• TEXT SHOWN
.....
EXCERPT: . . . So why has Europe essentially banned GMOs? Why do many American food companies treat them like toxins?

Mark Lynas’s new book, “Seeds of Science: Why We Got It So Wrong on GMOs,” tells the story from a unique perspective. [...] He found the scientific consensus on climate change to be compelling. But he found the evidence for the safety of GMOs to be at least as strong. “I couldn’t deny the scientific consensus on GMOs,” he writes, “while insisting on strict adherence to the one on climate change, and still call myself a science writer.”

It was, he says, “a decisive turning point in my life.” But the public debate on GMOs turned in exactly the opposite direction. Just as scientists were becoming more confident in the safety of GMOs, global anti-GMO activists, led by Greenpeace, were making the issue a hot potato (including a genetically modified insect-resistant potato cultivated in Canada). On the strength of myths (that using genetically modified seeds somehow resulted in suicides among Indian farmers) and deception (tying GMOs to autism or cancer), supermarket chains, food companies and eventually governments were frightened into anti-GMO stances. In the developing world, anti-GMO activists spread rumors that GMO consumption resulted in homosexuality and infertility.

Lynas has carefully avoided writing a screed. He shows considerable patience for the worldview of his former allies: a preference for the small and natural, a fear that agricultural technology results in centralization and increased corporate power.
.....
• ASSIGNMENT
In the GMO excerpt, what harms are GMOs said to cause through myths, deception, or rumors spread by anti-GMO activists? List each one. You won't need any of the lines.
.....
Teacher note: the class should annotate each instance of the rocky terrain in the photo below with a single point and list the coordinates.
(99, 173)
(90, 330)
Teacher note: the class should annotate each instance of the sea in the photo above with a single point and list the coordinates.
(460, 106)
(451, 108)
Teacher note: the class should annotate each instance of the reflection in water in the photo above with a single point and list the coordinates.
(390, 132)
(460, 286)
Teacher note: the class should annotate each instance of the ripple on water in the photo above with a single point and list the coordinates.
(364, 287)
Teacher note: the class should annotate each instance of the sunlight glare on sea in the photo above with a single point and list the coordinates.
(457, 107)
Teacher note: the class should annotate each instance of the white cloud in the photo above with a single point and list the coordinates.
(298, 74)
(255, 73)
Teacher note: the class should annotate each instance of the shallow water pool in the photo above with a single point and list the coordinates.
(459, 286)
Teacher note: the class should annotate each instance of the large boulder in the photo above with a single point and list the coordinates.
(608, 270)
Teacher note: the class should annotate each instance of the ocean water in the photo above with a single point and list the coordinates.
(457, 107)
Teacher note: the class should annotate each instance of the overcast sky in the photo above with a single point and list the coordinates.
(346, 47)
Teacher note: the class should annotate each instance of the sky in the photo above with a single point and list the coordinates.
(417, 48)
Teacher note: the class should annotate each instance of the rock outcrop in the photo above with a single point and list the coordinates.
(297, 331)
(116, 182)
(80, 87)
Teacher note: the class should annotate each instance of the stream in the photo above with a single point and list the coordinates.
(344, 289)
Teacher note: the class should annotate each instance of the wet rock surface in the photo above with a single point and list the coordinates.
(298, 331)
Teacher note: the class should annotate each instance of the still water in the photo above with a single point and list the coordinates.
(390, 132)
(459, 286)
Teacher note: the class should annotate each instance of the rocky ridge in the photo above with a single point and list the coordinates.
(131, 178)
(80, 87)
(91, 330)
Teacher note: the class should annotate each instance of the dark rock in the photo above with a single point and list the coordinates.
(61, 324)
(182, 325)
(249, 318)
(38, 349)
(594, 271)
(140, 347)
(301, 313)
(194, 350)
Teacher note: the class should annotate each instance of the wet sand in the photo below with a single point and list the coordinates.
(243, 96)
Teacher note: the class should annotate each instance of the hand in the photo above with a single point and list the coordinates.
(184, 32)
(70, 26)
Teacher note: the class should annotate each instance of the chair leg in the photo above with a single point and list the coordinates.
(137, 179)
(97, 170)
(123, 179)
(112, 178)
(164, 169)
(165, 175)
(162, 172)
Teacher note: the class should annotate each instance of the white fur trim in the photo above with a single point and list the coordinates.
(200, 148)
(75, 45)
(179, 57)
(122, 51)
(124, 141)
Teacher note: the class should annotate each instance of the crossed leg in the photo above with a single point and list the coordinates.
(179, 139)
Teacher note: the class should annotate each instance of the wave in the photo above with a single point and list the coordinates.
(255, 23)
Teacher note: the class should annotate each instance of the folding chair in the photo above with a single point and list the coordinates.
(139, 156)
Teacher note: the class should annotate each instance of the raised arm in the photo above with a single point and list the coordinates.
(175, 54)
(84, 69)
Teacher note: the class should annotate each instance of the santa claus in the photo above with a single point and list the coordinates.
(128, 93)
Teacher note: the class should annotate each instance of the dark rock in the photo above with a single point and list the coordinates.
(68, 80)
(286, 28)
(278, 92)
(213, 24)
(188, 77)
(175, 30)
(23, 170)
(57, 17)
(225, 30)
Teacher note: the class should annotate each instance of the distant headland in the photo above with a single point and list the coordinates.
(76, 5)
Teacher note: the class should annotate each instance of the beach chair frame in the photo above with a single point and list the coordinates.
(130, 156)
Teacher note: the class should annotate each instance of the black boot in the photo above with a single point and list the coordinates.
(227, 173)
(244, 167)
.....
• ANSWER
- suicides among Indian farmers
- autism
- cancer
- homosexuality
- infertility